▶ _HOW TO COMPLETE THIS TASK_
Retype the following records exactly and exclude the pictures.

-.-.-

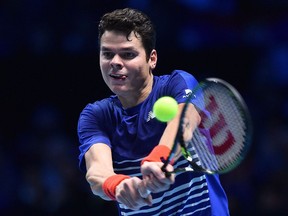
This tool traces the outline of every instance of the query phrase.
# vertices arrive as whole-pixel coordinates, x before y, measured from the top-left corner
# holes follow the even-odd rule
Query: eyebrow
[[[110,49],[108,47],[102,46],[100,50],[101,51],[111,51],[113,49]],[[131,50],[135,50],[135,48],[133,46],[129,46],[129,47],[120,48],[119,50],[120,51],[131,51]]]

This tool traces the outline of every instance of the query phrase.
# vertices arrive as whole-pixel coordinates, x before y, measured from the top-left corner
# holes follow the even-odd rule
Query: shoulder
[[[104,98],[87,104],[86,107],[83,109],[83,112],[95,112],[111,109],[115,104],[117,104],[117,99],[116,96],[113,95],[109,98]]]
[[[171,79],[172,78],[197,82],[196,78],[191,73],[184,71],[184,70],[174,70],[171,74]]]
[[[198,85],[196,78],[184,70],[174,70],[169,75],[159,76],[155,83],[154,90],[158,93],[158,97],[169,95],[178,103],[185,101],[187,92],[191,92]]]
[[[169,75],[162,75],[157,77],[159,84],[170,84],[170,83],[179,83],[179,82],[188,82],[192,84],[197,84],[196,78],[189,72],[184,70],[174,70]]]
[[[91,119],[110,119],[111,115],[117,112],[118,99],[116,96],[110,96],[97,100],[93,103],[89,103],[80,113],[80,121],[91,120]]]

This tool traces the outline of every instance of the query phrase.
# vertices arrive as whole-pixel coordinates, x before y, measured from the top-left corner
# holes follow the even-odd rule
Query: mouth
[[[125,80],[127,78],[127,76],[123,74],[110,74],[109,76],[117,80]]]

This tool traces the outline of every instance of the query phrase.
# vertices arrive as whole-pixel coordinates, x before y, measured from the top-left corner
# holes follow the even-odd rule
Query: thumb
[[[152,195],[149,194],[148,197],[144,198],[144,202],[149,205],[152,206]]]
[[[146,187],[146,181],[142,180],[138,185],[138,192],[140,196],[144,199],[147,199],[149,196],[151,196],[151,191],[149,191]]]

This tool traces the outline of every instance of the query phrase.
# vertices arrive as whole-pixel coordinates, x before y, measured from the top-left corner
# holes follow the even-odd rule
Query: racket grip
[[[162,166],[161,170],[162,170],[162,172],[165,173],[166,178],[169,178],[173,172],[168,172],[166,170],[166,166],[167,166],[167,163]]]
[[[144,180],[139,183],[138,192],[144,199],[146,199],[151,194],[151,191],[146,188]]]

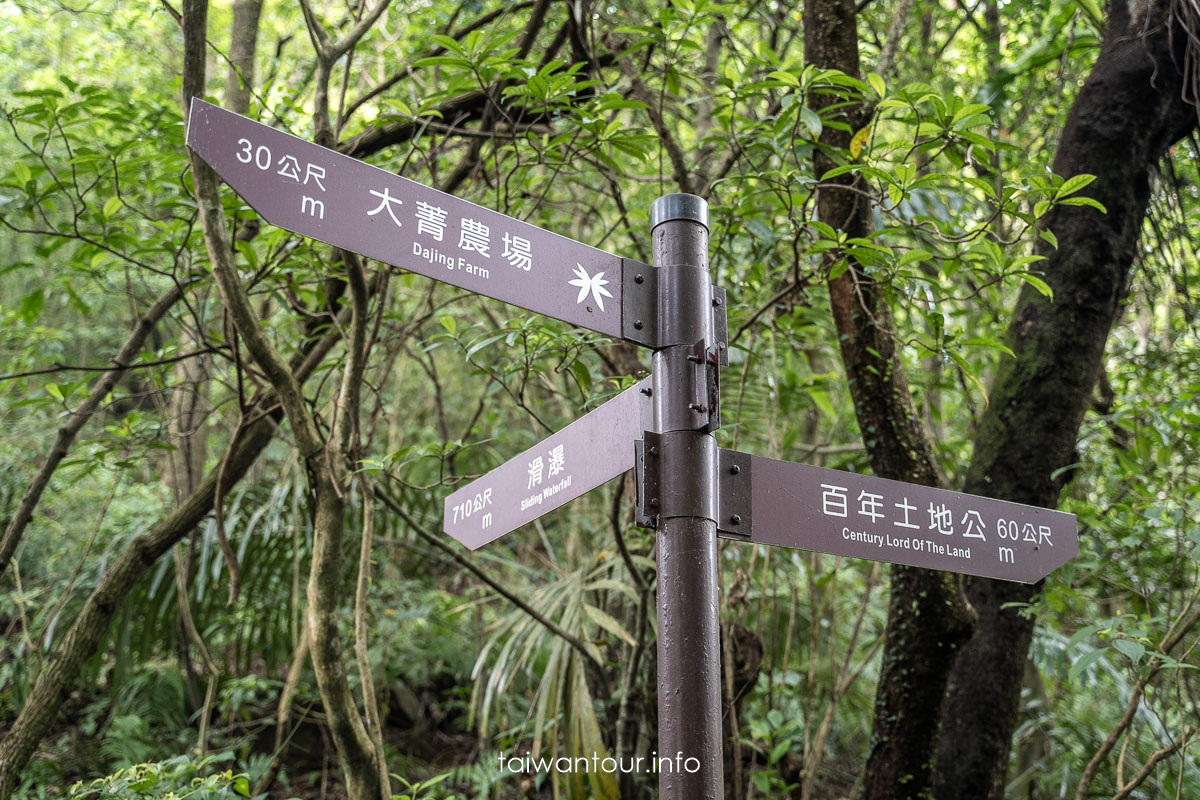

-.-.-

▶ _RESPONSE AREA_
This tool traces the outline of every instance of the query phrase.
# vertices arrive as whole-pixel coordinates, x before y, measured from the top-left corner
# holes follow the even-odd rule
Query: eyebrow
[[[110,49],[108,47],[102,46],[100,50],[101,51],[111,51],[113,49]],[[131,50],[135,50],[135,48],[133,46],[129,46],[129,47],[120,48],[119,50],[120,51],[131,51]]]

This tool traces the outline of every instance of the query phrase.
# vertices arrive as whole-pixel coordinates, x before y, measured from the top-left corner
# holes follow the even-odd rule
Query: shoulder
[[[104,98],[87,104],[86,107],[83,109],[83,112],[95,112],[111,109],[115,104],[117,104],[117,99],[116,96],[113,95],[109,98]]]
[[[171,79],[172,78],[197,82],[196,78],[191,73],[184,71],[184,70],[174,70],[171,74]]]
[[[198,85],[196,78],[184,70],[174,70],[169,75],[159,76],[155,83],[154,90],[158,93],[158,97],[169,95],[178,103],[185,101],[187,92],[191,92]]]
[[[169,75],[162,75],[157,77],[159,84],[170,84],[170,83],[179,83],[179,82],[188,82],[192,84],[197,84],[196,78],[189,72],[184,70],[174,70]]]
[[[91,119],[110,119],[111,115],[117,112],[118,99],[116,96],[110,96],[97,100],[93,103],[89,103],[80,113],[80,121],[91,120]]]

This tool traces the outline of every instance of the query phrase.
# vertices arrive as whole-pixel coordinates, x before y, measured from the top-left corner
# holes follow the even-odd rule
Query: mouth
[[[125,80],[127,78],[127,76],[123,74],[110,74],[109,76],[117,80]]]

This tool traces the outline of every instance of the query phrase.
# vertices arrive as whole-pixel coordinates, x before y, measured from the top-left corner
# holes follow the even-odd rule
Query: thumb
[[[152,195],[149,194],[148,197],[144,198],[144,202],[149,205],[152,206]]]
[[[146,187],[146,181],[142,180],[138,185],[138,192],[140,196],[144,199],[147,199],[149,196],[151,196],[151,191],[149,191]]]

This tool traces the outline of every instance of the query phrase.
# vertices arrive as whole-pixel coordinates, x before y, measured from the top-left corner
# holes follow the even-odd rule
Query: racket grip
[[[162,166],[161,170],[162,170],[162,172],[165,173],[166,178],[169,178],[173,172],[168,172],[166,170],[166,166],[167,166],[167,163]]]
[[[144,180],[139,183],[138,192],[144,199],[146,199],[151,194],[151,191],[146,188]]]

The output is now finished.